● Task inputs:
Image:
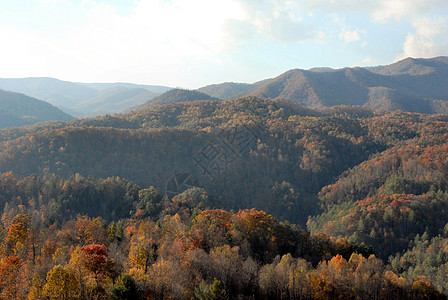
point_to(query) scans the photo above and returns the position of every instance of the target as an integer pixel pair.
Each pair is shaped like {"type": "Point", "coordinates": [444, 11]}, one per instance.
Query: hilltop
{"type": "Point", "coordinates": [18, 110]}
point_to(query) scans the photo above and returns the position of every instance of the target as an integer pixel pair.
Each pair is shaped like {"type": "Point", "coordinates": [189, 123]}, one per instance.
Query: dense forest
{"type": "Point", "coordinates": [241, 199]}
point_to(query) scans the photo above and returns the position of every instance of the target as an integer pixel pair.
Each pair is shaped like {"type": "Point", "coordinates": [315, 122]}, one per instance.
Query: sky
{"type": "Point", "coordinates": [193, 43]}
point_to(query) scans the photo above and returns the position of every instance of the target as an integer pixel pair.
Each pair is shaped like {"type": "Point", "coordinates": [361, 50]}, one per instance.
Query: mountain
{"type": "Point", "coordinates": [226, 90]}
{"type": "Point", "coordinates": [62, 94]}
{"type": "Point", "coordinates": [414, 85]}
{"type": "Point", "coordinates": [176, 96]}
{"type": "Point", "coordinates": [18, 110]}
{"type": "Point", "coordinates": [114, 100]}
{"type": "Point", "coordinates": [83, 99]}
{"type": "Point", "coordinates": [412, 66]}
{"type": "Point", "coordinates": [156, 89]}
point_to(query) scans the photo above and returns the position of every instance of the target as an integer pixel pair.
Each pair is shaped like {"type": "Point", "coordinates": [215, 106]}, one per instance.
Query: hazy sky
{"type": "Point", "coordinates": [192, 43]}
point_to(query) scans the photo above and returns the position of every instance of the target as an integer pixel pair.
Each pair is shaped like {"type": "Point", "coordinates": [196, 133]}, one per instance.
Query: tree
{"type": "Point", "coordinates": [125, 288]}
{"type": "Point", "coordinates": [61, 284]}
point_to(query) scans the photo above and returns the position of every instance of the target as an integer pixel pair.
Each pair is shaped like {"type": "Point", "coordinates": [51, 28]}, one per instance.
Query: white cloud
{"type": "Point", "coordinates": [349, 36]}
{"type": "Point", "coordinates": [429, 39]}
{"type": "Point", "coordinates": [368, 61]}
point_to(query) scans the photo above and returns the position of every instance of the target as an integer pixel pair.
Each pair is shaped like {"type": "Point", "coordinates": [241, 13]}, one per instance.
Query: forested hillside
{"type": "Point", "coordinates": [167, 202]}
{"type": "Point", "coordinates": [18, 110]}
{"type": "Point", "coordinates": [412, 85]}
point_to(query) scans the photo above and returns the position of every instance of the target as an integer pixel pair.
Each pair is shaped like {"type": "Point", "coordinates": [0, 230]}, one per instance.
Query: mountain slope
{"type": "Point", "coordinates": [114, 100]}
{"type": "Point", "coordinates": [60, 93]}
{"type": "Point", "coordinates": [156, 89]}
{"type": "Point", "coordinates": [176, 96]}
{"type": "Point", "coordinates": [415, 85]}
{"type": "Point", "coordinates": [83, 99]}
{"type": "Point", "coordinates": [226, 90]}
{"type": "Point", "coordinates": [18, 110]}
* * *
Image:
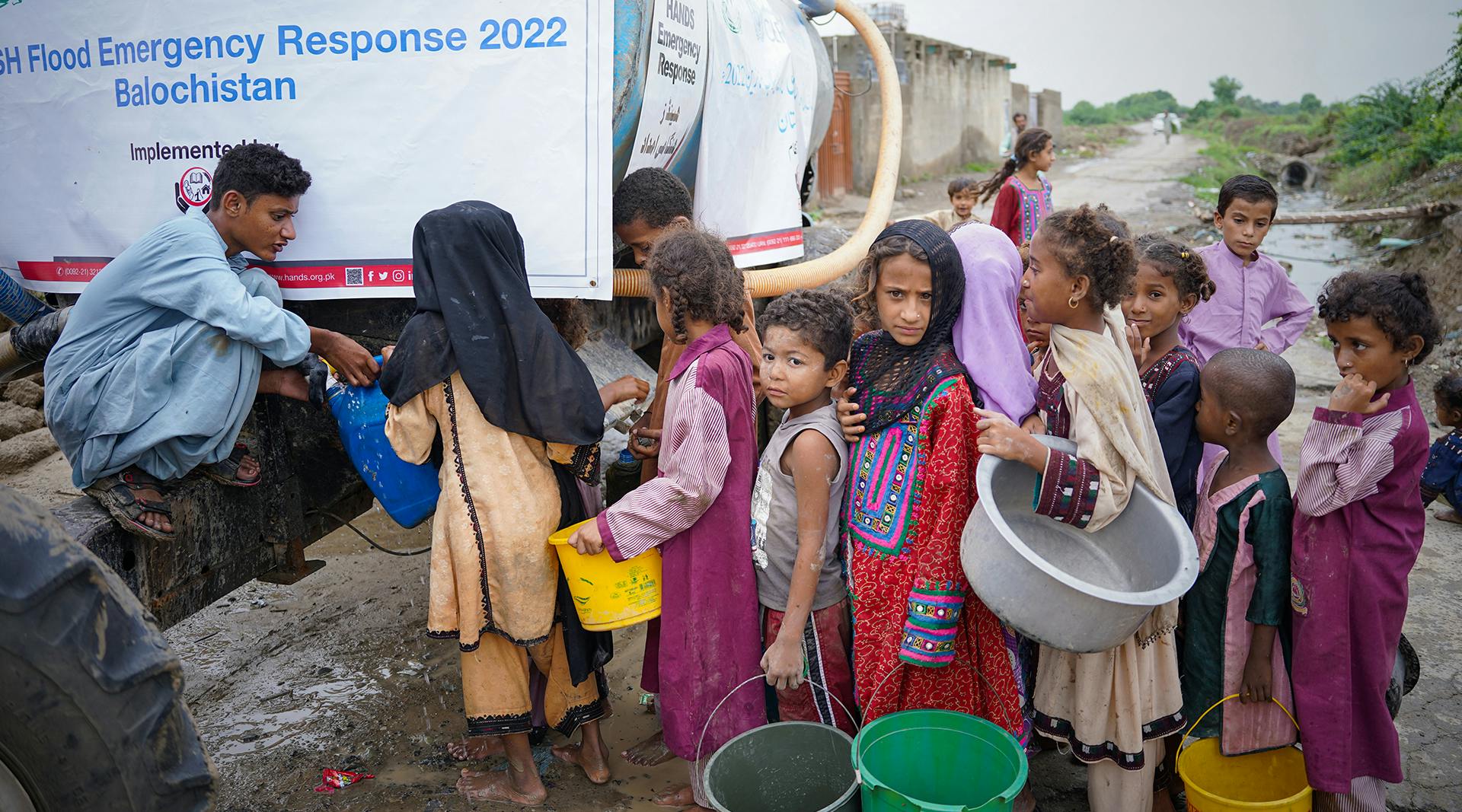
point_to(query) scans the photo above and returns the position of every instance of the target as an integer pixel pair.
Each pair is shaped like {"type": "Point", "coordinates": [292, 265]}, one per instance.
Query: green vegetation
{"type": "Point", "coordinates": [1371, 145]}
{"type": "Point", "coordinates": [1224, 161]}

● Instructions for the task:
Going through the listing above, copy out every line that has the string "like".

● Response to this exercise:
Each pair is shaped like {"type": "Point", "coordinates": [444, 11]}, one per instance.
Each pair is shaped like {"type": "Point", "coordinates": [189, 123]}, one per instance.
Each pair is shaped like {"type": "Point", "coordinates": [315, 122]}, one per instance.
Each pair is shaped like {"type": "Point", "coordinates": [361, 50]}, one per instance.
Each pair is shaped like {"type": "Point", "coordinates": [215, 106]}, one per instance.
Each pair is shaped like {"type": "Point", "coordinates": [196, 133]}, one per instance.
Each pair is shaped like {"type": "Point", "coordinates": [51, 28]}, one per instance.
Each pair is shaped like {"type": "Point", "coordinates": [241, 13]}, one per instance.
Each pair is shaped like {"type": "Point", "coordinates": [0, 230]}, one per instance.
Each pair is shaped like {"type": "Point", "coordinates": [292, 265]}, one per instance.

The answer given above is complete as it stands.